CHALLENGE =>
Format the records below as a JSON list of strings, one string per line and no blank lines. Start at the line with "For each instance of the double" and go through the end of the records.

DATA IN THIS EXERCISE =>
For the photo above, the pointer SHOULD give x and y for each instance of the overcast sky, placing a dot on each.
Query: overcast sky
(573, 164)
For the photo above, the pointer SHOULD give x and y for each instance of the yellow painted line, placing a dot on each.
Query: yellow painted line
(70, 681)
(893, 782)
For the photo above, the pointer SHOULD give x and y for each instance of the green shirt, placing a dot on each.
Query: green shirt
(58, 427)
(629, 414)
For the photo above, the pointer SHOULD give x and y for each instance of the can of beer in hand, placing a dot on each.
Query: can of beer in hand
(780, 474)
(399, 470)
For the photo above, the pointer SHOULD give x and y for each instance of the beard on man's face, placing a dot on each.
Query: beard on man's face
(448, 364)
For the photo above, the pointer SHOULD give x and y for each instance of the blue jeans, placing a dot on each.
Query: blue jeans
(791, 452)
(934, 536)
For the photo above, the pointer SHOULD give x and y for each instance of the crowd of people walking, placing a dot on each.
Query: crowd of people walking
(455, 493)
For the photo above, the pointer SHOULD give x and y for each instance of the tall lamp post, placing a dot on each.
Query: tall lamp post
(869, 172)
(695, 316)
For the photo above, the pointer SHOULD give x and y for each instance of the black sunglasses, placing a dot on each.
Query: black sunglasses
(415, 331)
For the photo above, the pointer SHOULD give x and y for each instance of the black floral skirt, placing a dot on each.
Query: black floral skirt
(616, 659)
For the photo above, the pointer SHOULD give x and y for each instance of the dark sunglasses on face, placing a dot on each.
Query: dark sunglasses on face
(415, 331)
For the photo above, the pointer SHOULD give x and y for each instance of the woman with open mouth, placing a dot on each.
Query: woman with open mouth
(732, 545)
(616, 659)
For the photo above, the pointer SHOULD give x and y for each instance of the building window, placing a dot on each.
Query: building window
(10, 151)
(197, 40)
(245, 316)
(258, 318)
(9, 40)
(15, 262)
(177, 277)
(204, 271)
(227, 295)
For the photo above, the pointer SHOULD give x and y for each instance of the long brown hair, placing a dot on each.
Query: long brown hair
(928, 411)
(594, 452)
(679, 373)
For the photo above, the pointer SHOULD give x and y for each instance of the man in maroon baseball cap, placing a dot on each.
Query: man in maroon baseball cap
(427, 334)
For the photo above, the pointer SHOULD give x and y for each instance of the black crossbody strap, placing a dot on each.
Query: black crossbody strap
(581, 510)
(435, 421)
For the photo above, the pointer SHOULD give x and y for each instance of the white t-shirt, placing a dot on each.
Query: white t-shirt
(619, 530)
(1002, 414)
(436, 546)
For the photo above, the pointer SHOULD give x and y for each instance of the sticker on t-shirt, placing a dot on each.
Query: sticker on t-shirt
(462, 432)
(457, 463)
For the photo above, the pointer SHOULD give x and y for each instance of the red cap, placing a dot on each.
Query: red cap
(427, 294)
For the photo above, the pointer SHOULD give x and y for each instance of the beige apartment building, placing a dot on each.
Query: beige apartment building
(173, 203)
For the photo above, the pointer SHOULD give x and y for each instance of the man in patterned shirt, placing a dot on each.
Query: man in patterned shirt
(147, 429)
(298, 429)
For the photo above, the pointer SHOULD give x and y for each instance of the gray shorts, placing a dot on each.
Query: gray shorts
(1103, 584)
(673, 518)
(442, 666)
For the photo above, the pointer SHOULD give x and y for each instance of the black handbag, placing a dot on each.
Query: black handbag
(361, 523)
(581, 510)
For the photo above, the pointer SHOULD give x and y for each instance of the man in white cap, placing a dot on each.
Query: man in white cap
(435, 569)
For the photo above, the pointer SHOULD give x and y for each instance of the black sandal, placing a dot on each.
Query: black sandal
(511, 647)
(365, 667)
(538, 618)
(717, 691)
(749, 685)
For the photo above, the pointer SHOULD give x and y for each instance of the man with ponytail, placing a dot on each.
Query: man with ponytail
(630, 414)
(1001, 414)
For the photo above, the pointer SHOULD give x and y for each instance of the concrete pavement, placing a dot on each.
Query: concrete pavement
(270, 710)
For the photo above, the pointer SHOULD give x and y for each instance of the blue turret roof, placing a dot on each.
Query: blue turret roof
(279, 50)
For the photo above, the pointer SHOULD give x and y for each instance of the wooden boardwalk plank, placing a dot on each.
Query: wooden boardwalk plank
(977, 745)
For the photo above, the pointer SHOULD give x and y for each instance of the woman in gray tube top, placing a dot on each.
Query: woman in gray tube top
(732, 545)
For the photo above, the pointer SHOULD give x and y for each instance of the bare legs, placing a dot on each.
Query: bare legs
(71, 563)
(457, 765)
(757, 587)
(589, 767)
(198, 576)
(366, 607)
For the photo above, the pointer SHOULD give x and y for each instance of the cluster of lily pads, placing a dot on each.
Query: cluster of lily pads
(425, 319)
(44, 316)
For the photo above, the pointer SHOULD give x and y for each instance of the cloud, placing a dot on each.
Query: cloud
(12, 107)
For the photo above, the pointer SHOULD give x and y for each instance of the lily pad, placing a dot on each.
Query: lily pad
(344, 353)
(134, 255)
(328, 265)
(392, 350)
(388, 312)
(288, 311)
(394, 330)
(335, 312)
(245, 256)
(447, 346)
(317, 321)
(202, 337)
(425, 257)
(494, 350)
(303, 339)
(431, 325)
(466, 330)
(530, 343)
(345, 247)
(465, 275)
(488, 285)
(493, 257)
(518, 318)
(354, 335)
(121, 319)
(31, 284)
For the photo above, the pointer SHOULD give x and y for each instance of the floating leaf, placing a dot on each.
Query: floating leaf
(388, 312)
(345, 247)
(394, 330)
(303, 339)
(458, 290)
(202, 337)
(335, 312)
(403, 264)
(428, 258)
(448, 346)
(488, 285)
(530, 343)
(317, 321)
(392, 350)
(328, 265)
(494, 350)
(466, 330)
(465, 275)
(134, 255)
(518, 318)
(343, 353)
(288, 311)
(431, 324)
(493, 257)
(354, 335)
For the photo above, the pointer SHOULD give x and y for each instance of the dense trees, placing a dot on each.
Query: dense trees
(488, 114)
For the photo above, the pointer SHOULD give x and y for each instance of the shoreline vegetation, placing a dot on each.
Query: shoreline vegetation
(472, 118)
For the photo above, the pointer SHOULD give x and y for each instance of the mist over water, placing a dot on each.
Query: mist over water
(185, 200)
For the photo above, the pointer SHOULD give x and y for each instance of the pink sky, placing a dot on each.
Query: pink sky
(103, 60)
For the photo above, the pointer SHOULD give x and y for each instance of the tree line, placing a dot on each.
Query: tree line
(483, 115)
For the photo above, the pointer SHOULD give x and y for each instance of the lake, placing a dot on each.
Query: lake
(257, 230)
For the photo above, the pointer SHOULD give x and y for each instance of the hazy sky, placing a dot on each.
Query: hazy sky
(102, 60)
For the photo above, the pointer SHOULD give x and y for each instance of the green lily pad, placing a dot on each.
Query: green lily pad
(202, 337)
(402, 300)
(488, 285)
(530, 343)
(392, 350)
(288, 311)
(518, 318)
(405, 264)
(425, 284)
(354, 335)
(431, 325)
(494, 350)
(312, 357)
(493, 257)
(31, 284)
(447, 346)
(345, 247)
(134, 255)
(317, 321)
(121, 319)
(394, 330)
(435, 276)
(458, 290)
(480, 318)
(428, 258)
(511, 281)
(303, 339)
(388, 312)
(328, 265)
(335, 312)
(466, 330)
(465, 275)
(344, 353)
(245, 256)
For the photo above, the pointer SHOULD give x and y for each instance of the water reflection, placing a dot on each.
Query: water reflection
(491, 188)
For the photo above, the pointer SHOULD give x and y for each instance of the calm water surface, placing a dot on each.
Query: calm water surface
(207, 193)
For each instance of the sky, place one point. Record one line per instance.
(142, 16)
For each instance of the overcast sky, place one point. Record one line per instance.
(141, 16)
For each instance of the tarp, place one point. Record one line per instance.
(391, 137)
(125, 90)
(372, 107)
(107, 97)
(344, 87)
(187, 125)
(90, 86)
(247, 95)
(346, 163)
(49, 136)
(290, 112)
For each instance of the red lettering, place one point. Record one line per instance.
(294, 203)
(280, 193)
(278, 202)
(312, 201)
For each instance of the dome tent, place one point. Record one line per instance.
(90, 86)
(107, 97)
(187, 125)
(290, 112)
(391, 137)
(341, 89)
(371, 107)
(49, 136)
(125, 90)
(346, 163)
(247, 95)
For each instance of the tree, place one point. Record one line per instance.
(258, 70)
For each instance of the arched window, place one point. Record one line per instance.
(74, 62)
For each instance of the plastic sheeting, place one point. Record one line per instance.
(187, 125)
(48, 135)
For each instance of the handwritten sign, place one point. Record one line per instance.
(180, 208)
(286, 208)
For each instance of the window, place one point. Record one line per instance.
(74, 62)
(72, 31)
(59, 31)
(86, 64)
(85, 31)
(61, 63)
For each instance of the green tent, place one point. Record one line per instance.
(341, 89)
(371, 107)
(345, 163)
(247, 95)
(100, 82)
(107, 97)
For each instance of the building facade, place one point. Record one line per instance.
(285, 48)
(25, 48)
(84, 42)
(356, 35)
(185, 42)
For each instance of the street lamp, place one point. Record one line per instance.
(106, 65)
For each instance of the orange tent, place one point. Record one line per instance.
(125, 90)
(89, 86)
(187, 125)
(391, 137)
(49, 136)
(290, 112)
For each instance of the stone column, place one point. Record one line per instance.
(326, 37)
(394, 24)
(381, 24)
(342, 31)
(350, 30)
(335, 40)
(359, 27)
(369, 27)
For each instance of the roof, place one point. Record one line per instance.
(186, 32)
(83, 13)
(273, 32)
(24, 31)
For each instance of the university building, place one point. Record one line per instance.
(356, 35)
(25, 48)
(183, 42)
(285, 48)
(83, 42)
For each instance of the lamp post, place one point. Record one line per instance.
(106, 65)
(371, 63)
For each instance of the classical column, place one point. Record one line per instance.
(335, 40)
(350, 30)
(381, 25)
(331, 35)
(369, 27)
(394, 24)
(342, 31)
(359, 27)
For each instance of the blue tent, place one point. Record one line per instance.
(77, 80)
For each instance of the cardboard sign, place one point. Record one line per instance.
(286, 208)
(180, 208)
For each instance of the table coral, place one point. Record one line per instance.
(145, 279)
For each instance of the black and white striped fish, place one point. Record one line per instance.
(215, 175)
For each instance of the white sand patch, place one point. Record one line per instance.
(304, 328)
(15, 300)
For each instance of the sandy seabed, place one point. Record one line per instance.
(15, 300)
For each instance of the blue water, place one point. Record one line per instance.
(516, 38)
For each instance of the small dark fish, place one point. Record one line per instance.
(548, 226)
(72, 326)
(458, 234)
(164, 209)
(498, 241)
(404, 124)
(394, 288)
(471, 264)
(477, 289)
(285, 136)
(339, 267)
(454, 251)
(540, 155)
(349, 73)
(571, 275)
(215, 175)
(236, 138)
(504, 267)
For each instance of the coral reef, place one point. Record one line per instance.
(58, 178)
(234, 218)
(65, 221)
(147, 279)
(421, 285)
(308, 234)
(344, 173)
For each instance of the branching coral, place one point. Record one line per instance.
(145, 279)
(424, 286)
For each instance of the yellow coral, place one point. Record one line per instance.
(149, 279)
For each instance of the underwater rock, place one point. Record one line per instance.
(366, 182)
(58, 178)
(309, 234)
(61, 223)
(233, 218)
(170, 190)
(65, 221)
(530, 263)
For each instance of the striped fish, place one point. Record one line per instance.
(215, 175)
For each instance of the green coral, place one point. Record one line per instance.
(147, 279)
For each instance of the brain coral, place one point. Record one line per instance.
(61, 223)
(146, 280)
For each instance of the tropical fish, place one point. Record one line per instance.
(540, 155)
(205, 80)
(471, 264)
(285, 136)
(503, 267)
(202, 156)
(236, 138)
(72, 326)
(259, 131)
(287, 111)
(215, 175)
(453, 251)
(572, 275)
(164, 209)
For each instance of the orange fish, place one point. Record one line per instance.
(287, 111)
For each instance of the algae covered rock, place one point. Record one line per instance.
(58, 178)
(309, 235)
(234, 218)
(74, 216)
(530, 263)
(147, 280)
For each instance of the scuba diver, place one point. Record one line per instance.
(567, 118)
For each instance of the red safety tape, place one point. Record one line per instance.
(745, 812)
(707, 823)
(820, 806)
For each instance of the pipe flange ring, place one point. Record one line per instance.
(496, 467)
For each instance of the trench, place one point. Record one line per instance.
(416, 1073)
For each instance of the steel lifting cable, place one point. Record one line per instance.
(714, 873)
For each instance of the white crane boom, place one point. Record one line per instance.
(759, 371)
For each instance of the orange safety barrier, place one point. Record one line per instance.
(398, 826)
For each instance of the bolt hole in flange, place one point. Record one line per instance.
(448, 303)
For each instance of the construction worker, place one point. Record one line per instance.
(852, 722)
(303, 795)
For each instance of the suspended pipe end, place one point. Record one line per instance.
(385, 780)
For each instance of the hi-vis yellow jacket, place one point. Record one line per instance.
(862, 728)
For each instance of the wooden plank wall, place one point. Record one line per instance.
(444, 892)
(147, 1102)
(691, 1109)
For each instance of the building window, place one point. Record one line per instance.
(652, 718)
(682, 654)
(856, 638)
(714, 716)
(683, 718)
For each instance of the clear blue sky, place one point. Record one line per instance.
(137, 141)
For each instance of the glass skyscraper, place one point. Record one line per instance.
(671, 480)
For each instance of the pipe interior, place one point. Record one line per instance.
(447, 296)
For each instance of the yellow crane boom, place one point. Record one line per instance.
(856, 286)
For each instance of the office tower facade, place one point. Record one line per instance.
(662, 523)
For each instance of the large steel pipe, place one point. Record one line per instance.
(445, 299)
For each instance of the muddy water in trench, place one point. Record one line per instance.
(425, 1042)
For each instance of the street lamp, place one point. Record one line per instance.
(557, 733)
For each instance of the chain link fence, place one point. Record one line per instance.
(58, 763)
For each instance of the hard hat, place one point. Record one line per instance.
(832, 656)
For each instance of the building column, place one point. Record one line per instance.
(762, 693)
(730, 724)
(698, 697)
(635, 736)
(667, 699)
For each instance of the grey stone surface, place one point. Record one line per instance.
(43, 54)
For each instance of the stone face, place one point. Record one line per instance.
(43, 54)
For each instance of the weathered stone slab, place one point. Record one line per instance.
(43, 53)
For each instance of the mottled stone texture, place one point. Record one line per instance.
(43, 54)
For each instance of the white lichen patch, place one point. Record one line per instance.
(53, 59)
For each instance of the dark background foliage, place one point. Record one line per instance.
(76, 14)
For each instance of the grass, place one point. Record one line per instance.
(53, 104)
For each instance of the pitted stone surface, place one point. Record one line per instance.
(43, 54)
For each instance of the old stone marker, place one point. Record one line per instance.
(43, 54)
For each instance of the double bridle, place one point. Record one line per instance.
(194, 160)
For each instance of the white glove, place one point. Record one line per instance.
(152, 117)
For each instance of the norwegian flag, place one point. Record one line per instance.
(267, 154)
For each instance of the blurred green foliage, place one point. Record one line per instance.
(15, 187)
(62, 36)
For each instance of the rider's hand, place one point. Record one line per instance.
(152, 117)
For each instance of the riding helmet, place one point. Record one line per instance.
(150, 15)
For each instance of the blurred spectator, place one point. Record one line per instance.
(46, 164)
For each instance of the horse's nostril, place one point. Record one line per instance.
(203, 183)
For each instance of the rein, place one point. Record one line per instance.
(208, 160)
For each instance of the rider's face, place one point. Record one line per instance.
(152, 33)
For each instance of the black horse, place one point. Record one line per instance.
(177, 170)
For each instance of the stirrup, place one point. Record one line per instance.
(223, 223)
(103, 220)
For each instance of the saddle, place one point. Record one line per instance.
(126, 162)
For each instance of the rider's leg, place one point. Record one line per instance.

FULL SOLUTION =>
[
  "For each instance of the double bridle, place one point. Record one line per instance.",
  "(194, 160)",
  "For each instance of the white glove, place one point. Record one line per instance.",
  "(152, 117)",
  "For each instance of the norwegian flag, place one point. Record one line per instance.",
  "(267, 154)",
  "For each instance of the blurred green foliage, place one point. Record one line per instance.",
  "(15, 187)",
  "(62, 36)",
  "For each instance of the rider's hand, place one point. Record one line per instance.",
  "(152, 117)",
  "For each instance of the riding helmet, place one point. Record one line per instance.",
  "(150, 15)",
  "For each instance of the blurred spectator, place one point. Record one line per instance.",
  "(46, 164)",
  "For each instance of the horse's nostril, place one point. Record one line per instance.",
  "(203, 183)",
  "For each instance of the rein, place one point. Record one line per instance.",
  "(208, 160)",
  "For each instance of the rider's face, place one point. Record one line per instance.",
  "(152, 33)",
  "For each instance of the black horse, place one point. Record one line per instance.",
  "(177, 170)",
  "For each instance of the stirrup, place one point. Record one line per instance.",
  "(223, 223)",
  "(103, 220)",
  "For each instance of the saddle, place one point. Record one line per instance.",
  "(126, 162)",
  "For each instance of the rider's leg, place one point. Record one line per instance."
]